Written exercise 1 -> Reproduce the article on the Ipswich suffrage plays between "The first play" and "vote in the UK.", inclusive, swapping "centenary" for "hundredth anniversary".
Written exercise 2 -> Continue the article about the Footsteps promenade play in Ipswich from its last sentence.

───── Document segment

Promenade play follows in the footsteps of Suffolk Suffragettes
- Credit: Archant
This weekend sees the start of a celebration of 100 years of women’s suffrage in Suffolk. Ipswich-based playwright Martha Loader, of Tusk Theatre, has written two very different plays to mark Women’s Voices Women’s Votes - 100 Years On Festival.
The first play is Footsteps, a free promenade theatre performance, which tours and is performed on key sites in Ipswich town centre, telling the local story of women’s suffrage. Producer Karen Goddard says that the idea is to celebrate the centenary of women getting the vote in a public way as possible highlighting local stories which people may not know about.
The festival is also about bringing women’s groups and community companies together to present a range of work centred around the anniversary of women gaining the vote in the UK.
Footsteps was conceived as an open air event to raise awareness of the festival and to give audiences a tangible feel for the locations the events took place in.

──────────
───── Stored data

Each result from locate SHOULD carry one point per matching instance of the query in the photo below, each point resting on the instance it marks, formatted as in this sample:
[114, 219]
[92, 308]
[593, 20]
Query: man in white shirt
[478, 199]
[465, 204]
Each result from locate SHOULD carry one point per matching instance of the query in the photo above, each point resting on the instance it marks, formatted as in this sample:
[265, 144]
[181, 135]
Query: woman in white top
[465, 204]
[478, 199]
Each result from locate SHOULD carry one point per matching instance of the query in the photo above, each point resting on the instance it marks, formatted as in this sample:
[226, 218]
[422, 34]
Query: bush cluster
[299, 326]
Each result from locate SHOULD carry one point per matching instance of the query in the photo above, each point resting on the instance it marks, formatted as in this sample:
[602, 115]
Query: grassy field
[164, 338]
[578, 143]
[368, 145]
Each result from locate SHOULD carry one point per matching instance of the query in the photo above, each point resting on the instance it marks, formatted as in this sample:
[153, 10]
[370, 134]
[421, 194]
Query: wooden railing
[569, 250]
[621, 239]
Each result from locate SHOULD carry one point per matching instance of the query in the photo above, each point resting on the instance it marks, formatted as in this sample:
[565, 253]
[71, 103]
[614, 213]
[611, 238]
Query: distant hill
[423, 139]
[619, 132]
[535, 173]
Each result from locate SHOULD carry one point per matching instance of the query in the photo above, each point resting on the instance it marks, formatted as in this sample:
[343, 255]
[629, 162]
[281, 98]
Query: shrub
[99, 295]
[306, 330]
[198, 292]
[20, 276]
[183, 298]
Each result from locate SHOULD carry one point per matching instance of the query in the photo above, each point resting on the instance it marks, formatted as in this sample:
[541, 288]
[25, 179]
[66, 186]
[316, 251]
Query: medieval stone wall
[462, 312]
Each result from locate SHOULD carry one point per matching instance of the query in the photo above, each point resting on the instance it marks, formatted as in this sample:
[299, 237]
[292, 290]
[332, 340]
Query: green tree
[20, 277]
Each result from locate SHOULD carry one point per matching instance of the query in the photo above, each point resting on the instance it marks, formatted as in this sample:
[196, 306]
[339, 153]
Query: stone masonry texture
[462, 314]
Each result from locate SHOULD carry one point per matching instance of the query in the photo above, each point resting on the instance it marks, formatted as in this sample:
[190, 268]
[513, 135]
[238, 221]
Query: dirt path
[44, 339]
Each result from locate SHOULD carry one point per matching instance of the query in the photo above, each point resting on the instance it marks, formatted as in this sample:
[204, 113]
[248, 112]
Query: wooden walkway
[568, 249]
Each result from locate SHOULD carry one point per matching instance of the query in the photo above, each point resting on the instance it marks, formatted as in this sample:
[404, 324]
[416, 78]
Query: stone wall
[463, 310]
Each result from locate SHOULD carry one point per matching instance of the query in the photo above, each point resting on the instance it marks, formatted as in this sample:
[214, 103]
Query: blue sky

──────────

Final result 1 ->
The first play is Footsteps, a free promenade theatre performance, which tours and is performed on key sites in Ipswich town centre, telling the local story of women’s suffrage. Producer Karen Goddard says that the idea is to celebrate the hundredth anniversary of women getting the vote in a public way as possible highlighting local stories which people may not know about.
The festival is also about bringing women’s groups and community companies together to present a range of work centred around the anniversary of women gaining the vote in the UK.

Final result 2 ->
“The performance tour around the town is designed to bring the actions and experiences of local campaigners to life,” says Karen. “We will be stopping off at three site-specific locations across Ipswich town centre, starting off at Arras Square before heading to Museum Street and Tower Street.
“Audiences will follow two actors as they reconstruct key events and introduce important local figures such as Elizabeth Garrett Anderson, her sister Millicent Fawcett and Constance Andrews, famous for boycotting the census by staging an illegal overnight sit-in at the building now known as Arlington’s café.”
Much of the research for the play came from research conducted by local historian Joy Bounds. “It’s part lecture, part panto, part promenade…pure street theatre with fun audience engagement at site-specific stopping off points.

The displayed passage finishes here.